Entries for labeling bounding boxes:
▬▬▬▬▬▬▬▬▬▬
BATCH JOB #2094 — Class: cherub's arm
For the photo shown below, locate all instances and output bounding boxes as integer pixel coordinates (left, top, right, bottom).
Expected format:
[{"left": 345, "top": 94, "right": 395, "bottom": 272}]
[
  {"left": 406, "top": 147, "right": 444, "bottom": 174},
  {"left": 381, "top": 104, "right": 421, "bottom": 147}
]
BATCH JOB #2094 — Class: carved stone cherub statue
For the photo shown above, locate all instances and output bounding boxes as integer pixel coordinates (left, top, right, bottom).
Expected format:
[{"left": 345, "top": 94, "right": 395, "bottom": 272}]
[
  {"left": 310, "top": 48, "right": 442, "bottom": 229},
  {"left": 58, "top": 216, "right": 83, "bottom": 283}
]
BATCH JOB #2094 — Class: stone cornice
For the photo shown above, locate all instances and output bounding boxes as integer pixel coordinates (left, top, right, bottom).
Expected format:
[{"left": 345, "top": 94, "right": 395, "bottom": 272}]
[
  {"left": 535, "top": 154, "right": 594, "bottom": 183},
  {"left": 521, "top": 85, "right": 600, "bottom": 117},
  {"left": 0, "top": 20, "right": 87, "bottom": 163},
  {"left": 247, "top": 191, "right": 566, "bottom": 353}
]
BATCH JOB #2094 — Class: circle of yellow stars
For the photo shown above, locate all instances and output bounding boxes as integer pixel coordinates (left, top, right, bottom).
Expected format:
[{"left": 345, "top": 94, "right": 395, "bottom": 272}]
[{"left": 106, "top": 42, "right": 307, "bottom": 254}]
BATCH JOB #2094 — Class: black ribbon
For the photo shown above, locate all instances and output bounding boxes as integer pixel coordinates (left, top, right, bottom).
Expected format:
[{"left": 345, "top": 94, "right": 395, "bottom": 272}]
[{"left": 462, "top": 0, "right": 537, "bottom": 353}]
▬▬▬▬▬▬▬▬▬▬
Copy the rows above word for word, with no changes.

BATCH JOB #2094 — Class: cherub's arm
For the photo shown below, locate all instances and output bounding boxes as integer pixel coordinates (left, top, right, bottom).
Expected format:
[{"left": 345, "top": 94, "right": 395, "bottom": 272}]
[
  {"left": 406, "top": 147, "right": 444, "bottom": 174},
  {"left": 381, "top": 104, "right": 421, "bottom": 147}
]
BATCH JOB #2094 — Class: carved stone cherub statue
For the photo shown above, locate all instances and output bounding boxes as integer pixel coordinates (left, top, right, bottom).
Expected format:
[{"left": 345, "top": 94, "right": 395, "bottom": 272}]
[
  {"left": 310, "top": 48, "right": 442, "bottom": 229},
  {"left": 58, "top": 216, "right": 83, "bottom": 283}
]
BATCH JOB #2094 — Class: stone cornice
For the photo shown above, locate all instances and output bounding boxes as integer pixel coordinates (left, top, right, bottom).
Expected format:
[{"left": 345, "top": 94, "right": 395, "bottom": 272}]
[
  {"left": 535, "top": 154, "right": 594, "bottom": 183},
  {"left": 521, "top": 85, "right": 600, "bottom": 117},
  {"left": 0, "top": 20, "right": 87, "bottom": 163},
  {"left": 247, "top": 191, "right": 566, "bottom": 353}
]
BATCH JOB #2094 — Class: circle of yellow stars
For the photo shown above, locate all instances and output bounding boxes as integer pixel coordinates (left, top, right, bottom).
Expected format:
[{"left": 345, "top": 94, "right": 395, "bottom": 272}]
[{"left": 106, "top": 42, "right": 307, "bottom": 254}]
BATCH JOB #2094 — Class: black ribbon
For the photo shown above, locate all instances and output bounding boxes as integer pixel coordinates (left, top, right, bottom).
Expected format:
[{"left": 345, "top": 94, "right": 395, "bottom": 272}]
[{"left": 462, "top": 0, "right": 537, "bottom": 353}]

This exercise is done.